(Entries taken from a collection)
◇ ◇ ◇

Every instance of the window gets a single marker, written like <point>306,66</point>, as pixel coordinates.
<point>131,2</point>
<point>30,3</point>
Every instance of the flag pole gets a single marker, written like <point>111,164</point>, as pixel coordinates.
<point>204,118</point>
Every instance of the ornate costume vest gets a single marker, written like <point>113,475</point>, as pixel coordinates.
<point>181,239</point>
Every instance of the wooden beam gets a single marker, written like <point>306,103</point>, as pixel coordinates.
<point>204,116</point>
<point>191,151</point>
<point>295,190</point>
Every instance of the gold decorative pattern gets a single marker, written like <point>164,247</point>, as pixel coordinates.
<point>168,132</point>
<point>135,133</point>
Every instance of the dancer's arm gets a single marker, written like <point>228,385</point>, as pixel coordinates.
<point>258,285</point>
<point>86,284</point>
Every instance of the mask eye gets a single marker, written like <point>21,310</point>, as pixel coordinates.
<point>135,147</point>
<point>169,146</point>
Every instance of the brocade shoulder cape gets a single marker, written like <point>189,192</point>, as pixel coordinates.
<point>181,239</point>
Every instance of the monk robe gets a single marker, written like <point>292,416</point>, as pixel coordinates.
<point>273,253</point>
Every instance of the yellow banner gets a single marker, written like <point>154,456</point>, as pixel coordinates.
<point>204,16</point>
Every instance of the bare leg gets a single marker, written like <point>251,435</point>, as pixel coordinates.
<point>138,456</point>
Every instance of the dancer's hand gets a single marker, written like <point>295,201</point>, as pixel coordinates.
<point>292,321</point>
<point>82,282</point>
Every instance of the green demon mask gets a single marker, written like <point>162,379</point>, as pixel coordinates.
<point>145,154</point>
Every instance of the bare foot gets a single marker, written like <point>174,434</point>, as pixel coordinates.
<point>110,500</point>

◇ ◇ ◇

Would you copy each line of the data exactly as it appears above?

Every instance of the window gets a single marker, written like <point>306,66</point>, as pixel coordinates.
<point>131,2</point>
<point>30,3</point>
Every instance of the flag pole gets a single marker, written like <point>111,164</point>, as pixel coordinates.
<point>204,118</point>
Every instance of the ornate costume vest gets a single marker, written like <point>113,475</point>, as pixel coordinates.
<point>181,239</point>
Every instance of the wooden beam gets a single marker, written like <point>306,103</point>, as pixel coordinates.
<point>204,116</point>
<point>191,151</point>
<point>295,190</point>
Every instance of the gold decorative pattern gets a single marker, written like <point>164,247</point>, as pixel coordinates.
<point>168,132</point>
<point>135,133</point>
Every instance of the dancer's arm gets a single marker, written like <point>228,385</point>, as pixel coordinates.
<point>258,285</point>
<point>86,284</point>
Every instance of the mask eye gets a single marker, written like <point>21,310</point>, as pixel coordinates.
<point>135,147</point>
<point>169,146</point>
Every instance of the brocade shoulder cape gets a single marker, written like <point>189,192</point>, as pixel coordinates.
<point>181,239</point>
Every instance of the monk robe gets a single marker, written like <point>292,416</point>, as pixel coordinates.
<point>273,253</point>
Every instance of the yellow banner gets a single marker, written like <point>154,456</point>, as pixel coordinates.
<point>204,16</point>
Every instance of the bare leg gets a single marker, written like <point>251,435</point>, as pixel coordinates.
<point>138,456</point>
Every instance of the dancer's hand gets a single marker, written like <point>295,201</point>, as pixel coordinates.
<point>292,321</point>
<point>82,282</point>
Every instance of the green demon mask gets a single marker, written like <point>162,379</point>, as pixel coordinates.
<point>145,154</point>
Every instance of the bare foot gets a single marker, written like <point>174,434</point>, as pixel coordinates.
<point>110,500</point>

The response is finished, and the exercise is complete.